DIRECTIVE A —
According to the court opinion excerpt, in which state was the 1997 forgery conviction entered?

TEXT EXCERPT —
┌──
The prosecution introduced certified judgment packets for convictions entered in Minnesota in 1984, 1987, 1989, 1990, 1992, 1994 (four convictions), and 1995 (two convictions), as well as a 1997 Colorado forgery conviction.   The dates and locations of the convictions necessarily establish that more than three of the prior convictions were based on charges separately brought and tried, and that they arose out of separate and distinct criminal episodes.   Defendant did not at any time contend otherwise.   In these circumstances, there was no requirement that those determinations be made by a jury.   See United States v. Wilson, supra, 406 F.3d at 1076 (declining to address further defendant's contentions regarding his prior felonies because, even if court were to credit contention that two of the cited prior convictions should be counted as a single violent felony, he “would still have the three violent felonies required for sentencing” under the sentence enhancement provision);  People v. Watson, 322 Ill.App.3d 164, 255 Ill.Dec. 596, 749 N.E.2d 1078 (2001) (rejecting contention that, for purposes of repeat offender statute, defendant was entitled to jury determination of facts relating to his prior convictions, where defendant did not argue that the prior convictions did not exist or that the presentence report inaccurately reported them).

b. Defendant was the person named in the prior convictions.

We further conclude that the court could properly make the third factual finding cited by defendant-namely, whether he was the person named in the prior convictions.
└──
SUPPLIED ENTRIES —
┌──
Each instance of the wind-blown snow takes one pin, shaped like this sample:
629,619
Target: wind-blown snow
└──
┌──
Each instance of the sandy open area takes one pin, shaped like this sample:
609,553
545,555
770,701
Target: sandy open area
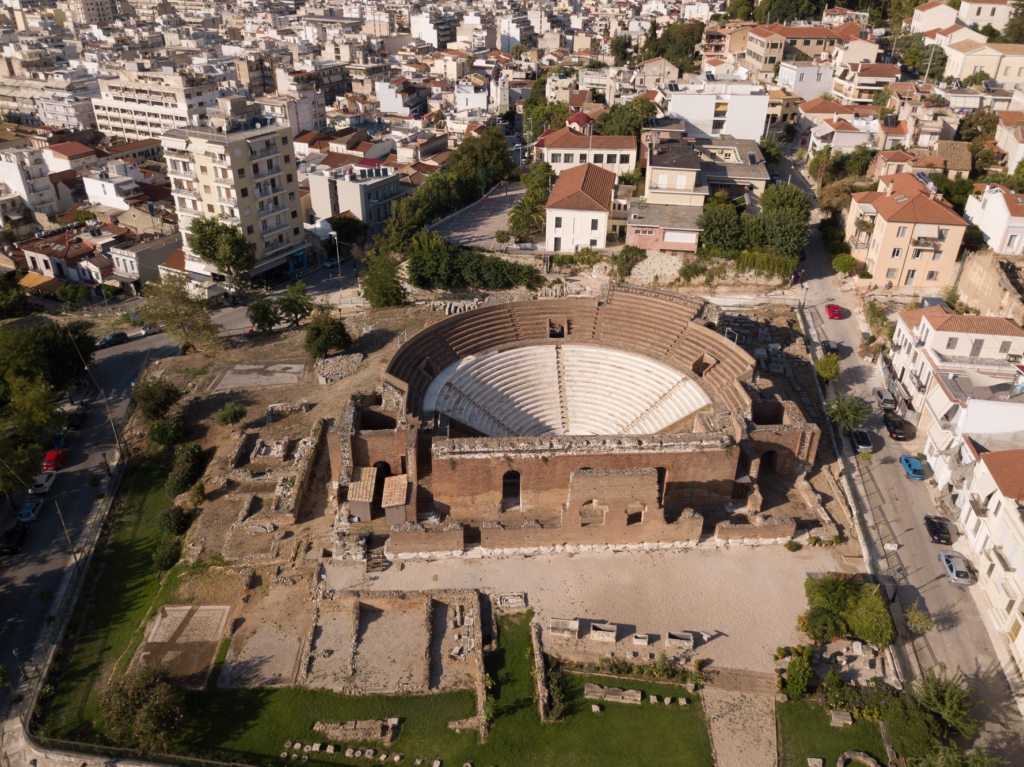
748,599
└──
DIRECTIVE B —
Repeat the entries word for word, starting with the line that contains "Each instance of the wind-blown" and going on through the line that contains "Target: wind-blown snow", with both of those lines included.

TASK RESPONSE A —
Colorado.

TASK RESPONSE B —
Each instance of the wind-blown snow takes one pin, shaped like this sample:
629,619
Target: wind-blown snow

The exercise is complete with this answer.